Exercise description: In the part of the rows below that opens with the line containing "of the front" and closes with the line containing "<point>293,222</point>", swap "door handle" for "door latch" and keep everything else the same. Return only those lines.

Material shown:

-------------------------

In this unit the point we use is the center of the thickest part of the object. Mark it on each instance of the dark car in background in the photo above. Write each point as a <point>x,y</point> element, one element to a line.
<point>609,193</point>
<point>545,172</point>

-------------------------

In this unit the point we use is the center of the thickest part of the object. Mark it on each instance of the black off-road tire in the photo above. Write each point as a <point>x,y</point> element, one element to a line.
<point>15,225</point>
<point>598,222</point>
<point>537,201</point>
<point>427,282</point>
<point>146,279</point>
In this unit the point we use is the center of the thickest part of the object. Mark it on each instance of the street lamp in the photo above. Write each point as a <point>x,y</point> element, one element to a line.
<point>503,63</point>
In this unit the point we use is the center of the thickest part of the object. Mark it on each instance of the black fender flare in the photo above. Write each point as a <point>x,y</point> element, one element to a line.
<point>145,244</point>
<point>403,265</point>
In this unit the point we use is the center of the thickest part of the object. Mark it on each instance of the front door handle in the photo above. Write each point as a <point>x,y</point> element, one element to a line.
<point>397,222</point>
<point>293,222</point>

-------------------------

Answer to this problem:
In this unit the point we use is the center of the thickest part of the object. Mark it on each instance of the front door latch in the photo above. Write each point as a <point>x,y</point> element, one element to a line.
<point>397,222</point>
<point>293,222</point>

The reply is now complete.